| TASK BRIEF |
Would you restate, exactly as they appear, the lines from the one containing "Would you be able to point to the cloud" through the end of the data below?

* BEGIN RAW DATA *

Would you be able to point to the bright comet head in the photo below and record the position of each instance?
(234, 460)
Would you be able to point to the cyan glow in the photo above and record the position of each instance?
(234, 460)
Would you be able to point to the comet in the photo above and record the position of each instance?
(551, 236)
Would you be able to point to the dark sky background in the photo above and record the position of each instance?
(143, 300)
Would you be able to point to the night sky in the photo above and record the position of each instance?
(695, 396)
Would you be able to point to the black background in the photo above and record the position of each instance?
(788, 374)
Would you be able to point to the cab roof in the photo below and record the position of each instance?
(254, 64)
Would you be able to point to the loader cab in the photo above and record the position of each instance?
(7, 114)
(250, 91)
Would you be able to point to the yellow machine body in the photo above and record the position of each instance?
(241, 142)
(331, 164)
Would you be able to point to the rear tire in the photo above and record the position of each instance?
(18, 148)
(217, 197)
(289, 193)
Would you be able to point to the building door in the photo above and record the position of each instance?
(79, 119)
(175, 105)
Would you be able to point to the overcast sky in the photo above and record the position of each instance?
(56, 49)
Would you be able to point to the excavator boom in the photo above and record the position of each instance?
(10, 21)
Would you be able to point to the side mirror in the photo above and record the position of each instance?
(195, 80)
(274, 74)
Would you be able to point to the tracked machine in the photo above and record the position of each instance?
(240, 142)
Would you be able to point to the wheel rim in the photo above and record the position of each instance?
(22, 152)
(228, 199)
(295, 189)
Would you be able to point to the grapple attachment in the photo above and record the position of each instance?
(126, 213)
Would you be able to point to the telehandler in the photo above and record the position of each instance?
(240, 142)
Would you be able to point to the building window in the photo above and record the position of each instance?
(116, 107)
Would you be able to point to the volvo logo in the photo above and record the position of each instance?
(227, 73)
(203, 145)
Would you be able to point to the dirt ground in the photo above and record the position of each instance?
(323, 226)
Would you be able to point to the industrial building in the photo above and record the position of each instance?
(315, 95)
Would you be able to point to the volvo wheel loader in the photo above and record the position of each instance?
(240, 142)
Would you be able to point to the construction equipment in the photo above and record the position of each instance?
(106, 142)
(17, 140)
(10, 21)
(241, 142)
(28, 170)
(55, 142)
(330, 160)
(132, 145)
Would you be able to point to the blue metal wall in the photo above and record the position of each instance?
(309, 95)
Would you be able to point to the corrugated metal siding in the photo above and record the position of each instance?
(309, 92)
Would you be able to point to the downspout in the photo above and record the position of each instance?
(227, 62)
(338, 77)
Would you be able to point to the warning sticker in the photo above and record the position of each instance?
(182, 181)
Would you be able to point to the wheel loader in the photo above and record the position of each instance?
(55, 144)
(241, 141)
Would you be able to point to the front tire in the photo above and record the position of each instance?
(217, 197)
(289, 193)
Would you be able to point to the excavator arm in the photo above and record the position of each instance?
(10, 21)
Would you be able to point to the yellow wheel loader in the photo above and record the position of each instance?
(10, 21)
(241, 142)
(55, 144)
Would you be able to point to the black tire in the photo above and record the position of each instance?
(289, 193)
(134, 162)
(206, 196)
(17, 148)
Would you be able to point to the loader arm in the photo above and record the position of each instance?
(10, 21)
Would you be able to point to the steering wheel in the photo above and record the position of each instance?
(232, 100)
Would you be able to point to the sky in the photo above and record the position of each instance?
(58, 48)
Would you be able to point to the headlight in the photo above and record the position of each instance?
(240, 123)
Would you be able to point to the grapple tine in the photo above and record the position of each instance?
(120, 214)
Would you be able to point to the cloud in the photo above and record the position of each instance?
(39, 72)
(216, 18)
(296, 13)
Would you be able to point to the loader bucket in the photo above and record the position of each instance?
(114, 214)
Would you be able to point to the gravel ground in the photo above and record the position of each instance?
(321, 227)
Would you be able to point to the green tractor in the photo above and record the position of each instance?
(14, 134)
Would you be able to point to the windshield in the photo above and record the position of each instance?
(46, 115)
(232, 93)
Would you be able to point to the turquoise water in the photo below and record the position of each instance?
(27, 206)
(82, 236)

* END RAW DATA *

| TASK SOLUTION |
Would you be able to point to the cloud in the photo above and record the position of each instance?
(39, 72)
(216, 18)
(296, 13)
Would you be able to point to the loader bucket in the photo above and record the position of each instance?
(114, 214)
Would you be able to point to the gravel ground in the photo above and record the position of each instance?
(321, 227)
Would you be able to point to the green tractor in the photo above and record the position of each instance?
(14, 134)
Would you be able to point to the windshield in the photo above and record the position of each instance?
(46, 115)
(232, 93)
Would you be able to point to the turquoise water in the photo below and record the position of each instance?
(27, 206)
(82, 236)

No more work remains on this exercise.